● WHAT IS REQUIRED
Your job is to reproduce all of the data exactly.

○ ○ ○ ○ ○ ○ ○

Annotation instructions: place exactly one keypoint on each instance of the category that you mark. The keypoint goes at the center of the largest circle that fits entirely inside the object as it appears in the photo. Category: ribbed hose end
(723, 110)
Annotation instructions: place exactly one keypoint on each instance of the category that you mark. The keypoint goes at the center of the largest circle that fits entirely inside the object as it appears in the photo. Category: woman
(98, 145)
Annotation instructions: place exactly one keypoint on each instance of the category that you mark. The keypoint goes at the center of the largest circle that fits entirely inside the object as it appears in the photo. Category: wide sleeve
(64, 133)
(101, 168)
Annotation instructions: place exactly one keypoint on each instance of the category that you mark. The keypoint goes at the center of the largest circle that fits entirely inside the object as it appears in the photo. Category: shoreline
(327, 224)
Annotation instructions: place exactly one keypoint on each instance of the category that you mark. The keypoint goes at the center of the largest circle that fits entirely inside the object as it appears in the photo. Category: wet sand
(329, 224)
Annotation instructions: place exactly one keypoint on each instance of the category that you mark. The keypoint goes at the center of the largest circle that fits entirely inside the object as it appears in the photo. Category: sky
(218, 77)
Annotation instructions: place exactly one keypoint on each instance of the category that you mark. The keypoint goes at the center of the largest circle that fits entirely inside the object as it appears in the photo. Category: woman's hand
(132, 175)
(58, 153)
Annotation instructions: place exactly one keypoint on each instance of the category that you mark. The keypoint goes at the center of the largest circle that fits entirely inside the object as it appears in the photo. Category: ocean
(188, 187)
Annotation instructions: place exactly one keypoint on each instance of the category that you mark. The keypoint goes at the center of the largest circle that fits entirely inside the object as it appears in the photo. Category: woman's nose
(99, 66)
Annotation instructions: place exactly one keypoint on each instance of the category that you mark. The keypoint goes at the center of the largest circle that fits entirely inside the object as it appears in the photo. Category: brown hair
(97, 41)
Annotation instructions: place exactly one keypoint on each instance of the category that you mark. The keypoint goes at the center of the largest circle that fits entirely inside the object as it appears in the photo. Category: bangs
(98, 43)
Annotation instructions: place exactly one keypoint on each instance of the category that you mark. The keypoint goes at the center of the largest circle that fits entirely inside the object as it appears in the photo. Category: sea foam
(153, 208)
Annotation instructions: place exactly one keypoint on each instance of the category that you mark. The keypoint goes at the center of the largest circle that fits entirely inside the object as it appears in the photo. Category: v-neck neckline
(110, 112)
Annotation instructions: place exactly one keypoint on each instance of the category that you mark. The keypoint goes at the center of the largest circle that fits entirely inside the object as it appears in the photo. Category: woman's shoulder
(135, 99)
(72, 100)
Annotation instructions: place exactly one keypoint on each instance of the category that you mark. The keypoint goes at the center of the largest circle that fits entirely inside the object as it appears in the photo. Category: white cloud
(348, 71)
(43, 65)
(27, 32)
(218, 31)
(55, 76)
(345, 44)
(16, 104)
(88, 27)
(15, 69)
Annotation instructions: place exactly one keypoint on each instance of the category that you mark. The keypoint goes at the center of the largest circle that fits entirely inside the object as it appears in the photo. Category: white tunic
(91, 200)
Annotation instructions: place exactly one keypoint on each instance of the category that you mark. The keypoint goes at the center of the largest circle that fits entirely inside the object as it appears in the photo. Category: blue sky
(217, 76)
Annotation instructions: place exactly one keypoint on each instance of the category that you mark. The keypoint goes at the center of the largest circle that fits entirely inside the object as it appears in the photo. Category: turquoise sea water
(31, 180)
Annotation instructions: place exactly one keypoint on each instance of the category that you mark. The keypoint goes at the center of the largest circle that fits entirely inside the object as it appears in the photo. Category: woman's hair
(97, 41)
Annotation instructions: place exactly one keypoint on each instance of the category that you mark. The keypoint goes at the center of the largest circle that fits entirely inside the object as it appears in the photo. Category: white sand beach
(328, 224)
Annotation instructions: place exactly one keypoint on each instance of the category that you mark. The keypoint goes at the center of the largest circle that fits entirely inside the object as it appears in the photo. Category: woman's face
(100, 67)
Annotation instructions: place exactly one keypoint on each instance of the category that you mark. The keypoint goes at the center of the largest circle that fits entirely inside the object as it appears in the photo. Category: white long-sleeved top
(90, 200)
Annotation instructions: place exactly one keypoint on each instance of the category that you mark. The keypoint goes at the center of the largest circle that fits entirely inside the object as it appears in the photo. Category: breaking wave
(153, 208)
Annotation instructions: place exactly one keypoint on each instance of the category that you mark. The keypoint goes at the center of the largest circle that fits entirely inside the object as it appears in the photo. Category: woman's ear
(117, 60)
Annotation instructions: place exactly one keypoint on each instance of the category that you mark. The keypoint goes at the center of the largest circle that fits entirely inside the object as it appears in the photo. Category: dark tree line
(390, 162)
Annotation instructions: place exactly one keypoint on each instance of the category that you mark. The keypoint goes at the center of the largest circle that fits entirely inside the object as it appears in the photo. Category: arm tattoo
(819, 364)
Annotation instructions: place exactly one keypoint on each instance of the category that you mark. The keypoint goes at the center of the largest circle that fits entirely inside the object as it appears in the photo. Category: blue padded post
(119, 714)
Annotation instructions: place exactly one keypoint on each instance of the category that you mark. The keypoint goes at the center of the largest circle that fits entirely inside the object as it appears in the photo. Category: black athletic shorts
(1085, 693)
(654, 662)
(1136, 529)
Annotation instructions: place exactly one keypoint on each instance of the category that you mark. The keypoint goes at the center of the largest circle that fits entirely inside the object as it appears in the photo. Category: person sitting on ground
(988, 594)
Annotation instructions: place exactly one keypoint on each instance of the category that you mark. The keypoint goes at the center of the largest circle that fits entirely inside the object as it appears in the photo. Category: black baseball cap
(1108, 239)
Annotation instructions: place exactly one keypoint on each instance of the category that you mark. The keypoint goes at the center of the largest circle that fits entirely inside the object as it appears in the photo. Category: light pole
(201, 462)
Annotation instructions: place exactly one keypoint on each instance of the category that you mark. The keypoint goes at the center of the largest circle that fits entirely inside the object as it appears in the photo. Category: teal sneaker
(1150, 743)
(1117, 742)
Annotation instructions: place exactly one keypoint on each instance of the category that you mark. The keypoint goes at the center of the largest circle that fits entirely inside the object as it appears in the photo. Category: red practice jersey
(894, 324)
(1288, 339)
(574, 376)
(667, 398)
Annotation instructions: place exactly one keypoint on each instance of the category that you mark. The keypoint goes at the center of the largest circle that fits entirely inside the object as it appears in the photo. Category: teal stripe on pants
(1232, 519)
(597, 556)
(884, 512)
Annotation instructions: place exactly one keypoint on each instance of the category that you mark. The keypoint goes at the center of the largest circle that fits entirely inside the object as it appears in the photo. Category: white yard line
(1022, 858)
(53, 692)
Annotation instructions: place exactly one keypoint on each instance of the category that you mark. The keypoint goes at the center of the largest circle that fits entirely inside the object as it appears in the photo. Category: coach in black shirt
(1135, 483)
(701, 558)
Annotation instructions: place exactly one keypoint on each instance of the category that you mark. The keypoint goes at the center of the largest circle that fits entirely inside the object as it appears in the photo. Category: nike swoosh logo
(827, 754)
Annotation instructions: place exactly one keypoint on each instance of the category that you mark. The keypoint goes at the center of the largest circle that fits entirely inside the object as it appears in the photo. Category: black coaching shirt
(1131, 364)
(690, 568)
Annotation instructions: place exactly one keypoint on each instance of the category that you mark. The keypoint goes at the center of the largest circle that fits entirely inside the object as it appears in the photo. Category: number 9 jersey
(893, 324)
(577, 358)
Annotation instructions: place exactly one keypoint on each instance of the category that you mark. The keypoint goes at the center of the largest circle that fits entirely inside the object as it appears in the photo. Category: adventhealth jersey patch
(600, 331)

○ ○ ○ ○ ○ ○ ○

● EXERCISE OUTPUT
Annotation instructions: place exactly one keypoint on each instance of the category that you mark. The keypoint goes at the center of the largest circle that fits entirely inside the object as it appears in the photo. Category: ribbed hose end
(723, 110)
Annotation instructions: place exactly one keypoint on each instance of the category that you mark. The keypoint goes at the center of the largest circle that fits entirely inside the object as it appears in the photo. Category: woman
(98, 145)
Annotation instructions: place exactly one keypoint on each instance of the category that you mark. The keypoint goes at the center of the largest circle that fits entirely inside the object as it appears in the photo. Category: wide sleeve
(64, 133)
(101, 168)
Annotation instructions: place exactly one keypoint on each instance of the category that you mark. The keypoint goes at the center of the largest circle that fits entirely inside the object as it appears in the photo. Category: shoreline
(327, 224)
Annotation instructions: place exactly one keypoint on each instance of the category that you mark. The keypoint goes at the center of the largest circle that fits entirely inside the object as it appears in the photo. Category: wet sand
(329, 224)
Annotation instructions: place exactly one keypoint on each instance of the category that you mark. The keypoint goes at the center of the largest circle that fits entirely inside the object as it appears in the photo. Category: sky
(218, 77)
Annotation instructions: place exactly one keypoint on each instance of the category that you mark. The keypoint goes at the center of the largest circle that fits entirely inside the object as it appears in the photo. Category: woman's hand
(132, 175)
(58, 153)
Annotation instructions: place exactly one keypoint on each instance of the category that you mark. The keypoint goes at the center of the largest circle that fits entirely inside the object as it appears in the photo. Category: ocean
(188, 187)
Annotation instructions: place exactly one keypoint on each instance of the category that you mark. The keypoint goes at the center of the largest circle that fits entirely inside the object as it appears in the photo. Category: woman's nose
(99, 66)
Annotation instructions: place exactly one keypoint on each instance of the category that you mark. The keypoint goes at the center of the largest circle that fits entirely inside the object as it appears in the photo. Category: brown hair
(97, 41)
Annotation instructions: place exactly one keypoint on each instance of the category that you mark. The keypoint goes at the center of the largest circle that fits entirely inside the object as it appears in the photo. Category: bangs
(98, 43)
Annotation instructions: place exactly one keypoint on each instance of the category that you mark. The keypoint goes at the center of the largest circle that fits entirely inside the object as it appears in the photo. Category: sea foam
(153, 208)
Annotation instructions: place exactly one keypoint on each instance of the category that you mark. The keypoint goes at the center of the largest circle that fits entirely inside the object as it appears in the photo. Category: v-neck neckline
(110, 112)
Annotation instructions: place exactly one keypoint on each instance of the category that you mark. The keypoint goes at the center of the largest circle that fits entirely inside the object as it appears in the photo. Category: woman's shoulder
(135, 99)
(72, 100)
Annotation instructions: place exactly one keypoint on each instance of the category that you mark. The keypoint goes at the center of the largest circle that fits entirely inside the object as it appears in the photo. Category: white cloud
(348, 71)
(43, 65)
(27, 32)
(218, 31)
(55, 76)
(345, 44)
(16, 104)
(88, 27)
(15, 69)
Annotation instructions: place exactly one keypoint on each instance of the category that you mark. The keypoint goes at the center of the largest circle that fits entirely inside the object as it appears in the photo. Category: white tunic
(91, 200)
Annotation instructions: place exactly one keypoint on each instance of the category that you mark. The keypoint goes at the center of the largest circle that fits entirely inside the object as it appears in the photo. Category: blue sky
(217, 76)
Annotation instructions: place exactly one keypoint on each instance of the category that you mark. The keypoint goes at the center of the largest circle that fits entirely inside the object as it appears in the photo. Category: turquoise sea water
(31, 180)
Annotation instructions: place exactly one keypoint on each instance of the category that you mark. The keypoint goes at the center of the largest circle that fits entirely inside the object as it appears in the photo. Category: woman's hair
(97, 41)
Annotation instructions: place exactly one keypoint on each instance of the category that you mark. The keypoint goes at the center of the largest circle that fits entirely inside the object as it appears in the photo. Category: white sand beach
(328, 224)
Annotation instructions: place exactly one keypoint on each instance of the category that you mark. The keypoint goes at the center of the largest circle that fits entirely inside the object as it appears in the photo. Category: woman's face
(100, 67)
Annotation instructions: place exactly one keypoint on each instance of the category that you mark. The keypoint goes at the center of the largest circle that fits entirely inside the object as it appears in the photo. Category: white long-sleeved top
(90, 200)
Annotation instructions: place exactly one keypoint on each instance of the category that you mark. The keypoint goes at the center of the largest circle that fits entirely inside the object as it appears in the photo. Category: breaking wave
(153, 208)
Annotation instructions: place exactly one keypoint on each instance of the category that you mark. The keypoint goes at the center of the largest circle that fits entirely inside the object as it appears in the photo. Category: woman's ear
(117, 60)
Annotation instructions: place exactly one keypoint on each instance of the category that you mark. The keypoint goes at the center of the largest circle that fits entirely inside the object as it appears in the photo. Category: dark tree line
(390, 162)
Annotation instructions: place exactly one keypoint on each instance of the category that you mark. The keypoint goes at the center of the largest circle that fits entirely inside the object as it appears in the photo. Category: arm tattoo
(819, 364)
Annotation instructions: place exactly one keypoint on each instance of the category that you mark. The keypoint goes at the center of the largest circle that fits entirely inside the object as it appears in the photo. Category: blue padded post
(119, 714)
Annotation instructions: place exactly one keypoint on each instance of the category that you mark. The keypoint goes at the center of the largest circle that fits entirely inside the object as it appears in the photo. Category: black athletic shorts
(1085, 693)
(654, 662)
(1136, 529)
Annotation instructions: place exactly one keypoint on each instance of the category that you mark. The keypoint goes at the center of the largest circle that fits entirely inside the object as it appears in the photo. Category: person sitting on ground
(988, 594)
Annotation instructions: place exactly one keypoint on each instance of the category that you mark. The keypoint goes at the center of the largest circle that fits entirely inside the object as it appears in the photo. Category: black baseball cap
(1108, 239)
Annotation instructions: place exactly one keypoint on each instance of the category that you mark. The keypoint goes at the center of the largest circle that fits entirely inside the object as it appears in the photo. Category: light pole
(201, 462)
Annotation instructions: place exactly one keypoint on each instance of the category that you mark. The keypoint goes at the center of the largest circle that fits entirely inside the object as it appears in the photo. Category: teal sneaker
(1150, 743)
(1117, 742)
Annotation instructions: place exactly one keypoint on each instance of the category that you mark. The keypoint goes at the center of the largest circle that fits entirely inside the object as it appears in the photo. Category: red practice jersey
(894, 324)
(1288, 339)
(574, 376)
(667, 398)
Annotation instructions: place exactly one keypoint on each instance of the category that you mark. The keypoint goes at the center of the largest circle that fits entirely inside the object as it appears in the photo. Category: teal stripe on pants
(1232, 519)
(597, 556)
(884, 512)
Annotation instructions: place exactly one keypoint on each instance of the category that you mark. The keypoint goes at the center of the largest circle that fits entirely inside the object as it appears in the photo. Category: white yard line
(1022, 858)
(53, 692)
Annotation instructions: place exactly one keypoint on each instance of the category that you mark. The keypoint goes at the center of the largest circle that fits entirely inside the object as it appears in the photo. Category: coach in black shirt
(1135, 483)
(701, 558)
Annotation instructions: place exactly one keypoint on each instance of the category that you mark. The keypoint goes at the center of the largest circle that fits entirely inside the object as it appears in the photo. Category: nike swoosh logo
(827, 754)
Annotation instructions: place exactly one keypoint on each instance of the category that you mark. The keypoint goes at the center of the largest circle that fits entirely inside the object as it appears in the photo. Category: black coaching shirt
(1131, 364)
(690, 568)
Annotation instructions: place exactly one keypoint on each instance of the category that you mark. The keypoint goes at the center of the largest circle that fits entirely inside the object as it appears in the photo. Category: number 9 jersey
(893, 324)
(577, 358)
Annotation instructions: place exactly one keypoint on each instance of the category that you mark. The keypoint goes at the center of the largest circle that fits entirely inside the object as it appears in the photo. Category: adventhealth jersey patch
(600, 331)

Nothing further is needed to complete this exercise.